Aim: Return, word for word, the lines of the data below from the line containing "Where can the fence corner" through the final line of the data, both ends included.

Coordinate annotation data

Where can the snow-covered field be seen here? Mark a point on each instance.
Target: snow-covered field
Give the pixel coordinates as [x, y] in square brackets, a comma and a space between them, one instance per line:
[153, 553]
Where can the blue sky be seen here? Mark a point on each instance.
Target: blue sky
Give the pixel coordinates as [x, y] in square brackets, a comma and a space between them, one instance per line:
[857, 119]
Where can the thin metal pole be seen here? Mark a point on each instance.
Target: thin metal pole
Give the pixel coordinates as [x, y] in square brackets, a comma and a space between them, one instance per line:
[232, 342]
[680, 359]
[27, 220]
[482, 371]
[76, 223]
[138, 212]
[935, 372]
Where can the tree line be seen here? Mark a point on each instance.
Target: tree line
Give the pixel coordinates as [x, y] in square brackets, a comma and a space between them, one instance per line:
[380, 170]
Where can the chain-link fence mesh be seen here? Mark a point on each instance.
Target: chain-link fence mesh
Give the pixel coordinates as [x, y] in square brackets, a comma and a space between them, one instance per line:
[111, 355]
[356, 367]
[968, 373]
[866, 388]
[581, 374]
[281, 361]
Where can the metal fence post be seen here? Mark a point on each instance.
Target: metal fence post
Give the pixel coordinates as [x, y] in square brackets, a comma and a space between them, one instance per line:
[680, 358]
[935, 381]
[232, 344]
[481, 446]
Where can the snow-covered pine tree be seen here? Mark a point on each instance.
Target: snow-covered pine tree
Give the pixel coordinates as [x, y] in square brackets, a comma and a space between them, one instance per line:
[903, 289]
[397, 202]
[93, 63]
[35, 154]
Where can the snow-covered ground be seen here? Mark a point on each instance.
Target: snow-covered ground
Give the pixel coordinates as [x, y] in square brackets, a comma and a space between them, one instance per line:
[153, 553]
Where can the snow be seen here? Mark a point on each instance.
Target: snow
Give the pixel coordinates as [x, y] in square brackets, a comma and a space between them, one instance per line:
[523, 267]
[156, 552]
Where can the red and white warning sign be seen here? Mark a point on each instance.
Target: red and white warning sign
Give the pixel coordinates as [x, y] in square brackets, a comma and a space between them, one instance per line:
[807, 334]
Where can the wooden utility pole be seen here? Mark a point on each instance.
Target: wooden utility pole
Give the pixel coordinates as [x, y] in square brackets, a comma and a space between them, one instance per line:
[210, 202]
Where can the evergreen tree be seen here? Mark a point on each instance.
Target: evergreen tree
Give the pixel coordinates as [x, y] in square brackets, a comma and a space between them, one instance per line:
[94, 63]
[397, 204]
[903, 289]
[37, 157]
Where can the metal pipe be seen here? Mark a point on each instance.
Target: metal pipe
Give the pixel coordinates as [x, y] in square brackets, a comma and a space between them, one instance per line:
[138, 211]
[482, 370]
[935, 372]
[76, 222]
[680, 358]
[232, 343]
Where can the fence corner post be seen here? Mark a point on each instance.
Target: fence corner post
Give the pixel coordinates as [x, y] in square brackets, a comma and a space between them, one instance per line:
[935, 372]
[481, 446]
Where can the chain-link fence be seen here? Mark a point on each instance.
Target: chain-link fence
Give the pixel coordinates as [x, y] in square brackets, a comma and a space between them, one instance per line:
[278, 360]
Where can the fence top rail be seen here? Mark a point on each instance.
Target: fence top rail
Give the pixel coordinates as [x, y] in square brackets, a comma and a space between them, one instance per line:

Task answer:
Where can the fence corner post be seen here? Mark a point on each instance.
Target: fence corner post
Give the pixel coordinates as [x, y] in square brackets, a comma and a space between them, one instance per line:
[935, 372]
[481, 446]
Where can the chain-link fence be seen here? Mark a point on each instance.
Target: chain-link fence
Give the pixel coordinates as [x, y] in square brackets, a comma and a space between them, one instance per line:
[278, 360]
Where can the fence top rail be seen here? Mark a point on each instance.
Target: fence top rail
Give the pixel coordinates as [x, y] in square brackets, a comma and a space between them, one instance per line:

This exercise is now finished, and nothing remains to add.